--- start SOURCE DATA ---

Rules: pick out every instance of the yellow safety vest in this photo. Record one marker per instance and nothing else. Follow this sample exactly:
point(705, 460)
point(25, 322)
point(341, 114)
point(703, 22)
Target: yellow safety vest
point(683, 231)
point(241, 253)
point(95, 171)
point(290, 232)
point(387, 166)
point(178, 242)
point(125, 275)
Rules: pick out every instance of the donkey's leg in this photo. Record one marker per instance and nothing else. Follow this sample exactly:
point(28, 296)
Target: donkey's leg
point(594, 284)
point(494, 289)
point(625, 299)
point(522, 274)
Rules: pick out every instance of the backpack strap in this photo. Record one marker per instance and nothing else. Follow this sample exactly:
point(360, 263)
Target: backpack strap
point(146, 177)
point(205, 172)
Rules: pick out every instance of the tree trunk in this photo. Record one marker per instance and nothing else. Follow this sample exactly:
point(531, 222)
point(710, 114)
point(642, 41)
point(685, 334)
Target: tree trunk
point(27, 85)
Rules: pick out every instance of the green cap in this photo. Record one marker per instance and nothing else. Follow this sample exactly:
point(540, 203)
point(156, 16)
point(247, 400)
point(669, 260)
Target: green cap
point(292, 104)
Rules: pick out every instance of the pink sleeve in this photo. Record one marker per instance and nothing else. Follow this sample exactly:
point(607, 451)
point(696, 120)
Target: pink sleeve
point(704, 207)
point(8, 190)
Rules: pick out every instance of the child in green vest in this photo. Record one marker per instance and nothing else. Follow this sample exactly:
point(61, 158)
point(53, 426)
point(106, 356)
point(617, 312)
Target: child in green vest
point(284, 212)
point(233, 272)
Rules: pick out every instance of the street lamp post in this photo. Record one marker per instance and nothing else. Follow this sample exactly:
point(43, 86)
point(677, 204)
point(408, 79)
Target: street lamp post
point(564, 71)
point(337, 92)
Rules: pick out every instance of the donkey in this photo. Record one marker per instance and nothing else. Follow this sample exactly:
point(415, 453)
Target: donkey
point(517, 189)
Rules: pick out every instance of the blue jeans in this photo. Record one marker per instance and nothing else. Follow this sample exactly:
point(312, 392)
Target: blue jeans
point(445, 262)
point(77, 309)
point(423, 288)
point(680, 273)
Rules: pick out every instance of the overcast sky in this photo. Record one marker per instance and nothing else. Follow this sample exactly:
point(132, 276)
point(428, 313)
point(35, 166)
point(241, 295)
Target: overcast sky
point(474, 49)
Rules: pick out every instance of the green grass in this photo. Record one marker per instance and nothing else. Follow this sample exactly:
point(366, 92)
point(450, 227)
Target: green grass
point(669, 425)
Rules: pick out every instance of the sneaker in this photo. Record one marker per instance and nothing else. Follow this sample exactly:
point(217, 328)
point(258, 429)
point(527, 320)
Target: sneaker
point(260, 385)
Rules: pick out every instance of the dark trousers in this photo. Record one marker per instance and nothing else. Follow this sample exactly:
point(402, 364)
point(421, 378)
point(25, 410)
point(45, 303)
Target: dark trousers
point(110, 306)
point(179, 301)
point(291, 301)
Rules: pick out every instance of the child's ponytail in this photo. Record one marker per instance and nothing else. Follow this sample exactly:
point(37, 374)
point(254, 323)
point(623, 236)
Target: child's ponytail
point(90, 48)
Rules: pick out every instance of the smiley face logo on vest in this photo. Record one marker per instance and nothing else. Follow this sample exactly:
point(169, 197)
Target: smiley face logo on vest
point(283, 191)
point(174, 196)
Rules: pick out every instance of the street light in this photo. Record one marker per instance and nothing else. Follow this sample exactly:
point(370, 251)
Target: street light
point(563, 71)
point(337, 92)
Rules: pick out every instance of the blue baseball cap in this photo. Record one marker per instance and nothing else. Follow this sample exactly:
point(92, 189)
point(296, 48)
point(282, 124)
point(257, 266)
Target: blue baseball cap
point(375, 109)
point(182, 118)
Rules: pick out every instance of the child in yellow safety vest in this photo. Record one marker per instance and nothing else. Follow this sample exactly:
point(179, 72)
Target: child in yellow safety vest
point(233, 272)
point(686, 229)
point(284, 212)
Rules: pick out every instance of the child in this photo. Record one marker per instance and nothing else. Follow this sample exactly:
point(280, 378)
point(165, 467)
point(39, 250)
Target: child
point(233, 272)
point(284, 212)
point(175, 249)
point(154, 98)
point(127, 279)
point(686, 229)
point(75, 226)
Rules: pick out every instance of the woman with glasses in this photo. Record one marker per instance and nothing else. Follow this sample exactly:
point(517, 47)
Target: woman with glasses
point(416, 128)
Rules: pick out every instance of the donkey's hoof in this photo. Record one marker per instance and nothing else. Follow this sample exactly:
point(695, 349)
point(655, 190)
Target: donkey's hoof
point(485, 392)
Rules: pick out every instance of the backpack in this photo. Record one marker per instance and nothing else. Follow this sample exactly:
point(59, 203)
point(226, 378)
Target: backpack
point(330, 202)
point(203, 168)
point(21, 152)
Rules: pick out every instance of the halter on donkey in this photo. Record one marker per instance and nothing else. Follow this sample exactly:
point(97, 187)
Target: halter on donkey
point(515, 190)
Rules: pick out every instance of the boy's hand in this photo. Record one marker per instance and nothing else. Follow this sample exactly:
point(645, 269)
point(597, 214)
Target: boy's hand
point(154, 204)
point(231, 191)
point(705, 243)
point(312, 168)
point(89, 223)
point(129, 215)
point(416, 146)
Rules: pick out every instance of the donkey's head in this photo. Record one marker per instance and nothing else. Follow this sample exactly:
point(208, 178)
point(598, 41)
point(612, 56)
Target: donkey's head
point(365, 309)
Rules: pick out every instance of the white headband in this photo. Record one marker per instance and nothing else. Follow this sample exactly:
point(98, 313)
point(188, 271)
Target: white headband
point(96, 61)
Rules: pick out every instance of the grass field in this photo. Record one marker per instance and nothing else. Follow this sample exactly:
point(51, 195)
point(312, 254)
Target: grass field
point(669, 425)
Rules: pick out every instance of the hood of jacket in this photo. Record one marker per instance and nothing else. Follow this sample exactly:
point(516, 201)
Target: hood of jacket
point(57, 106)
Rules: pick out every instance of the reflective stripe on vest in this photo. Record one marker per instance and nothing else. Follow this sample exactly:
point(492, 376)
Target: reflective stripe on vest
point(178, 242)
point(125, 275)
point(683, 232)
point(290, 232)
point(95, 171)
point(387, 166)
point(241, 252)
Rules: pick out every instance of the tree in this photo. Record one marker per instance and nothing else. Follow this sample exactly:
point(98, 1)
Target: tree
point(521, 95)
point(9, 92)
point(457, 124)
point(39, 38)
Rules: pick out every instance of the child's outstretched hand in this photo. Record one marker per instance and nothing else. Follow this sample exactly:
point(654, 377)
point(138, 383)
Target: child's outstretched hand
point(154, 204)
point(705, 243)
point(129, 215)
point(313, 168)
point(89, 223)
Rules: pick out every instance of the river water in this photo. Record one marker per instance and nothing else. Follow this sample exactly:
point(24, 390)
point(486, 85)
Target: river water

--- end SOURCE DATA ---

TASK OBJECTIVE | Rewrite all the rows above as a JSON array of strings, with one string per line and blank lines omitted.

FINISHED EXERCISE |
[
  "Rules: pick out every instance of the yellow safety vest in this photo. Record one marker per instance and nothing else. Follow this sample exactly:",
  "point(705, 460)",
  "point(25, 322)",
  "point(341, 114)",
  "point(703, 22)",
  "Target: yellow safety vest",
  "point(683, 231)",
  "point(241, 253)",
  "point(95, 171)",
  "point(290, 232)",
  "point(387, 166)",
  "point(178, 242)",
  "point(125, 275)",
  "Rules: pick out every instance of the donkey's leg in this photo. Record one marker per instance and nothing else. Follow this sample exactly:",
  "point(28, 296)",
  "Target: donkey's leg",
  "point(594, 284)",
  "point(494, 289)",
  "point(625, 299)",
  "point(522, 274)",
  "Rules: pick out every instance of the backpack strap in this photo. Record one marker per instance and nothing else. Follow this sample exactly:",
  "point(360, 263)",
  "Target: backpack strap",
  "point(146, 177)",
  "point(205, 172)",
  "Rules: pick out every instance of the tree trunk in this photo. Record one marker per instance and nothing else. Follow this sample exactly:",
  "point(531, 222)",
  "point(710, 114)",
  "point(642, 41)",
  "point(685, 334)",
  "Target: tree trunk",
  "point(27, 85)",
  "Rules: pick out every instance of the green cap in this photo. Record one marker per instance and nothing else. Follow this sample exactly:",
  "point(540, 203)",
  "point(156, 16)",
  "point(247, 400)",
  "point(669, 260)",
  "Target: green cap",
  "point(292, 104)",
  "Rules: pick out every instance of the pink sleeve in this photo. Record one marker per instance and nothing else. Follow this sample exactly:",
  "point(607, 451)",
  "point(696, 120)",
  "Target: pink sleeve",
  "point(704, 207)",
  "point(8, 190)",
  "Rules: pick out every instance of the child in green vest in this photo. Record one marker per instance and nothing else. Follow this sample exactly:",
  "point(61, 158)",
  "point(53, 426)",
  "point(106, 356)",
  "point(617, 312)",
  "Target: child in green vest",
  "point(284, 212)",
  "point(233, 272)",
  "Rules: pick out every instance of the street lamp post in this photo. Record one marker per instance and nothing else. Follow this sample exactly:",
  "point(43, 86)",
  "point(677, 204)",
  "point(408, 79)",
  "Target: street lamp post",
  "point(564, 71)",
  "point(337, 92)",
  "Rules: pick out every instance of the donkey in this photo. Record one marker per instance and nothing else. Follow this sample exactly:",
  "point(415, 453)",
  "Target: donkey",
  "point(517, 189)",
  "Rules: pick out every instance of the blue jeans in this photo. Record one marker per instance and nothing else. Follow this sample exactly:",
  "point(312, 392)",
  "Target: blue jeans",
  "point(445, 262)",
  "point(77, 309)",
  "point(423, 288)",
  "point(680, 273)",
  "Rules: pick out every instance of the overcast sky in this photo. Record one marker per instance and nothing else. Follow this sample exactly:",
  "point(132, 276)",
  "point(428, 313)",
  "point(35, 166)",
  "point(241, 295)",
  "Target: overcast sky",
  "point(474, 49)",
  "Rules: pick out every instance of the green grass in this photo. Record one marker per instance and nothing else. Follow this sample exactly:",
  "point(366, 92)",
  "point(450, 227)",
  "Target: green grass",
  "point(669, 425)",
  "Rules: pick out every instance of the sneaker in this photo. Record one marker per instance and nothing else. Follow this sample exactly:",
  "point(217, 328)",
  "point(258, 429)",
  "point(527, 320)",
  "Target: sneaker",
  "point(260, 385)",
  "Rules: pick out every instance of the dark trousers in this photo. Record one marker per instance and nothing else. Follow this sample exactly:",
  "point(402, 364)",
  "point(421, 378)",
  "point(25, 410)",
  "point(45, 303)",
  "Target: dark trousers",
  "point(110, 306)",
  "point(179, 301)",
  "point(291, 301)",
  "Rules: pick out every instance of the child's ponytail in this photo. Record one marker per instance and nothing else. Follow this sample exactly:",
  "point(37, 374)",
  "point(254, 323)",
  "point(623, 236)",
  "Target: child's ponytail",
  "point(90, 48)",
  "Rules: pick out every instance of the smiley face logo on vest in this photo. Record one marker per instance and nothing else. Follow this sample exactly:",
  "point(169, 197)",
  "Target: smiley face logo on vest",
  "point(283, 191)",
  "point(174, 196)",
  "Rules: pick out every instance of the street light in this photo. Record one marker per instance and nothing else. Follow this sample exactly:",
  "point(370, 251)",
  "Target: street light",
  "point(563, 71)",
  "point(337, 92)",
  "Rules: pick out every instance of the blue baseball cap in this photo. Record one marker per instance and nothing else. Follow this sample exactly:",
  "point(92, 189)",
  "point(296, 48)",
  "point(282, 124)",
  "point(257, 266)",
  "Target: blue baseball cap",
  "point(375, 109)",
  "point(182, 118)",
  "Rules: pick out every instance of the child in yellow safety vest in this photo. Record one marker per instance and nothing else. Follow this sample exactly:",
  "point(179, 72)",
  "Target: child in yellow safety vest",
  "point(233, 272)",
  "point(686, 229)",
  "point(284, 212)",
  "Rules: pick out every instance of the child in this photo. Record one marker per instance and nothing else. Follow this sample exactly:",
  "point(280, 378)",
  "point(165, 467)",
  "point(39, 250)",
  "Target: child",
  "point(233, 272)",
  "point(284, 212)",
  "point(175, 249)",
  "point(154, 98)",
  "point(127, 279)",
  "point(686, 229)",
  "point(75, 226)",
  "Rules: pick out every instance of the woman with glasses in this photo. Record one marker per instance and nothing else. Follow this sample exactly:",
  "point(517, 47)",
  "Target: woman with glasses",
  "point(416, 128)",
  "Rules: pick out every instance of the donkey's hoof in this photo. Record one marker per instance and nothing else. Follow this sample exactly:",
  "point(695, 349)",
  "point(655, 190)",
  "Target: donkey's hoof",
  "point(485, 392)",
  "Rules: pick out every instance of the backpack in this photo. Record one marker per instance and nothing else. Follow this sample exactly:",
  "point(59, 203)",
  "point(226, 378)",
  "Target: backpack",
  "point(330, 202)",
  "point(203, 168)",
  "point(21, 152)",
  "Rules: pick out every instance of the halter on donkey in this photo. Record one marker per instance and nothing else. Follow this sample exactly:",
  "point(97, 187)",
  "Target: halter on donkey",
  "point(515, 190)",
  "Rules: pick out every instance of the boy's hand in this photo. Record one marker per instance and nothing else. Follow this sample exactly:",
  "point(645, 269)",
  "point(597, 214)",
  "Target: boy's hand",
  "point(154, 204)",
  "point(231, 191)",
  "point(705, 243)",
  "point(312, 168)",
  "point(89, 223)",
  "point(129, 215)",
  "point(416, 146)",
  "Rules: pick out every instance of the donkey's head in this photo. Record one marker per instance and nothing else. Follow this sample exactly:",
  "point(208, 178)",
  "point(598, 41)",
  "point(612, 56)",
  "Target: donkey's head",
  "point(365, 309)",
  "Rules: pick out every instance of the white headband in this photo. Record one marker per instance and nothing else. Follow this sample exactly:",
  "point(98, 313)",
  "point(188, 271)",
  "Target: white headband",
  "point(96, 61)",
  "Rules: pick out every instance of the grass field in this photo. Record one marker per instance and nothing else. Follow this sample exactly:",
  "point(51, 195)",
  "point(312, 254)",
  "Target: grass field",
  "point(669, 425)",
  "Rules: pick out every instance of the hood of jacket in this photo. Record one marker per instance and nothing else. Follow this sample exactly:",
  "point(516, 201)",
  "Target: hood of jacket",
  "point(57, 106)",
  "Rules: pick out every instance of the reflective stripe on vest in this photo. Record one marker per instance and nothing else. Follow this sample exactly:",
  "point(492, 376)",
  "Target: reflective stripe on vest",
  "point(178, 242)",
  "point(125, 275)",
  "point(683, 232)",
  "point(290, 232)",
  "point(95, 171)",
  "point(387, 166)",
  "point(241, 252)",
  "Rules: pick out every instance of the tree in this photo. Record one marker per instance and nothing else. Follow this sample exactly:",
  "point(98, 1)",
  "Target: tree",
  "point(521, 95)",
  "point(9, 92)",
  "point(457, 124)",
  "point(39, 38)",
  "Rules: pick out every instance of the child's outstretched hand in this photo. Record one marker per instance and nothing else. Follow this sample exactly:",
  "point(654, 377)",
  "point(138, 383)",
  "Target: child's outstretched hand",
  "point(154, 204)",
  "point(705, 243)",
  "point(129, 215)",
  "point(313, 168)",
  "point(89, 223)",
  "Rules: pick out every instance of the river water in this photo. Record one marker per instance and nothing else. Follow this sample exactly:",
  "point(24, 390)",
  "point(486, 85)",
  "Target: river water"
]